* START Records provided *

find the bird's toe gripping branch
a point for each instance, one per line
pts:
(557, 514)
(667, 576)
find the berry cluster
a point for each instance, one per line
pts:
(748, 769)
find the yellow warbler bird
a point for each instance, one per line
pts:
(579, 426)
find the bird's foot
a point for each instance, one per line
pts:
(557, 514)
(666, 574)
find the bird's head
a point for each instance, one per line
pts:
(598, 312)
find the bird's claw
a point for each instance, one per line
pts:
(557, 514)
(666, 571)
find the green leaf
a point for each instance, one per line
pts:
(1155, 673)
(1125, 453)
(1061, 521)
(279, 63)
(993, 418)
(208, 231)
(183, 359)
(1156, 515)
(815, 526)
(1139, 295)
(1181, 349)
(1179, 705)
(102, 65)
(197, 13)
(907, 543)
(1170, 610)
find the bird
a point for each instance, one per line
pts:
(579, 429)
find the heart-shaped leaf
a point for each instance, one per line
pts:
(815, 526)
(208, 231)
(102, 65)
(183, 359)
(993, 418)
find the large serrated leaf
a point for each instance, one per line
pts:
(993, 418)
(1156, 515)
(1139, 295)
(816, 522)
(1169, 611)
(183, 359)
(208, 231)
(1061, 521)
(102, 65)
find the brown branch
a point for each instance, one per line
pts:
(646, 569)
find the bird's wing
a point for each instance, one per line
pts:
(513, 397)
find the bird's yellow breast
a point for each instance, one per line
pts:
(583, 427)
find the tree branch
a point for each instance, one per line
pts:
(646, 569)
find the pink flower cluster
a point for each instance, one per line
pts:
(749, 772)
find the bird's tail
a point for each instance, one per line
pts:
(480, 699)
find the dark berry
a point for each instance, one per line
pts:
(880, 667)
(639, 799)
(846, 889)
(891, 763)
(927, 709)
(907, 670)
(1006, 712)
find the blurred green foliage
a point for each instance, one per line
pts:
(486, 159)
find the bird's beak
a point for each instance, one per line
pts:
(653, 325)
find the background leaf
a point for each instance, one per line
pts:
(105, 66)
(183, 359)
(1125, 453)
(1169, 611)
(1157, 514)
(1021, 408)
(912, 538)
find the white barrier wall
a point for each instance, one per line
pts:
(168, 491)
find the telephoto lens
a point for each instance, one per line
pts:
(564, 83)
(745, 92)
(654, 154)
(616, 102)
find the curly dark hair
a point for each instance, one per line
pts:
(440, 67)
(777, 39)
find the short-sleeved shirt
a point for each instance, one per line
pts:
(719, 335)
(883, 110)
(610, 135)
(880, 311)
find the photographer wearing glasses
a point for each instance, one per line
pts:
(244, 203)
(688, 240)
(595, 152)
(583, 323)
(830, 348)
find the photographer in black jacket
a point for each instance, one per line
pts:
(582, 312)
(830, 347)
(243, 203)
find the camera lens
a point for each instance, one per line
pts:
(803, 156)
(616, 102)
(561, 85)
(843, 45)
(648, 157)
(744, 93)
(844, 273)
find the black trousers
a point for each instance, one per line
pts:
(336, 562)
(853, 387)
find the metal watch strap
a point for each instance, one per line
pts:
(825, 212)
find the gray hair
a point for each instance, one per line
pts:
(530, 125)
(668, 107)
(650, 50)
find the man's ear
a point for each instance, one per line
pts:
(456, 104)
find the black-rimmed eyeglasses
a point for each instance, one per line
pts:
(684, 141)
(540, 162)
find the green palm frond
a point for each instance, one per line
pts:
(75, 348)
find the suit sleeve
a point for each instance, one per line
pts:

* END Records provided *

*What this task involves*
Rewrite all of the material above as a numbered list with no blank lines.

*Exercise response*
1. find the bird's toe gripping branch
2. a point for each instance, one per line
3. pts:
4. (557, 514)
5. (667, 576)
6. find the berry cluster
7. a point for each instance, one per line
8. pts:
9. (748, 769)
10. find the yellow warbler bird
11. a point for each instance, one per line
12. pts:
13. (579, 426)
14. find the bird's foot
15. a point for each instance, one per line
16. pts:
17. (557, 514)
18. (666, 574)
19. find the bird's head
20. a point for each instance, one per line
21. pts:
22. (598, 312)
23. find the bird's claw
24. a point for each instance, one per line
25. pts:
26. (557, 514)
27. (666, 571)
28. find the green leaf
29. a point for each instance, one per line
30. pts:
31. (1155, 673)
32. (1125, 453)
33. (1061, 521)
34. (279, 63)
35. (993, 418)
36. (208, 231)
37. (183, 359)
38. (1156, 515)
39. (815, 526)
40. (1139, 295)
41. (1181, 349)
42. (1179, 705)
43. (102, 65)
44. (197, 13)
45. (907, 543)
46. (1170, 610)
47. find the bird
48. a point for each instance, one per line
49. pts:
50. (579, 429)
51. find the heart-shaped leaf
52. a point for each instance, one per line
53. pts:
54. (815, 526)
55. (208, 231)
56. (102, 65)
57. (183, 359)
58. (993, 418)
59. find the large serrated leaf
60. a point for each instance, one per line
61. pts:
62. (993, 418)
63. (1156, 515)
64. (1139, 295)
65. (816, 522)
66. (1169, 611)
67. (183, 359)
68. (208, 231)
69. (1061, 521)
70. (102, 65)
71. find the brown branch
72. a point for each instance, one per line
73. pts:
74. (646, 569)
75. find the bird's wing
76. a point for each instance, one per line
77. pts:
78. (513, 397)
79. find the bird's yellow breast
80. a point for each instance, one per line
81. pts:
82. (583, 427)
83. find the tree branch
84. a point for each instance, one per line
85. pts:
86. (646, 569)
87. find the pink flower cluster
88. a point for each instance, one per line
89. pts:
90. (749, 772)
91. find the bird's tail
92. a point for each instance, one per line
93. pts:
94. (480, 699)
95. find the dark berry
96. a point for each instance, one per line
97. pts:
98. (880, 667)
99. (639, 799)
100. (846, 889)
101. (891, 763)
102. (927, 709)
103. (907, 670)
104. (1006, 712)
105. find the blurred green foliage
106. a point for each instance, one per line
107. pts:
108. (486, 159)
109. find the bird's beak
110. a point for each instance, one per line
111. pts:
112. (653, 325)
113. find the background leaf
114. a point for each instance, one per line
115. pts:
116. (105, 66)
117. (183, 359)
118. (1125, 453)
119. (1169, 611)
120. (1157, 514)
121. (1021, 408)
122. (912, 538)
123. find the white barrier wall
124. a point for each instance, one per line
125. pts:
126. (168, 491)
127. find the telephoto lens
128. a point for each instance, one per line
129. pts:
130. (564, 83)
131. (745, 92)
132. (654, 154)
133. (616, 102)
134. find the curly dark hair
135. a point for each instance, one per line
136. pts:
137. (440, 67)
138. (777, 39)
139. find the short-sleeved shirt
140. a point for each instance, one per line
141. pts:
142. (719, 335)
143. (883, 110)
144. (610, 135)
145. (880, 311)
146. find the photographer wearing glasses
147. a point for each instance, one per line
148. pts:
149. (244, 203)
150. (688, 240)
151. (595, 152)
152. (583, 323)
153. (830, 348)
154. find the photographer in black jacket
155. a point for each instance, one per line
156. pts:
157. (582, 312)
158. (830, 347)
159. (243, 203)
160. find the camera lens
161. a point for each instance, one per line
162. pts:
163. (803, 156)
164. (616, 102)
165. (561, 85)
166. (843, 45)
167. (648, 157)
168. (744, 93)
169. (844, 273)
170. find the black trousers
171. a point for each instance, one per line
172. pts:
173. (336, 562)
174. (853, 387)
175. find the metal watch strap
176. a point for each instance, one per line
177. pts:
178. (825, 212)
179. find the gray hair
180. a point for each instance, one per line
181. pts:
182. (530, 125)
183. (668, 107)
184. (650, 50)
185. find the man's ear
186. a point for each instance, one per line
187. pts:
188. (456, 104)
189. find the black-rimmed eyeglasses
190. a point for each instance, one per line
191. pts:
192. (684, 141)
193. (540, 162)
194. find the green palm frond
195. a point for each instance, one per line
196. pts:
197. (75, 348)
198. find the suit sleeve
199. a point for each instance, one per line
200. pts:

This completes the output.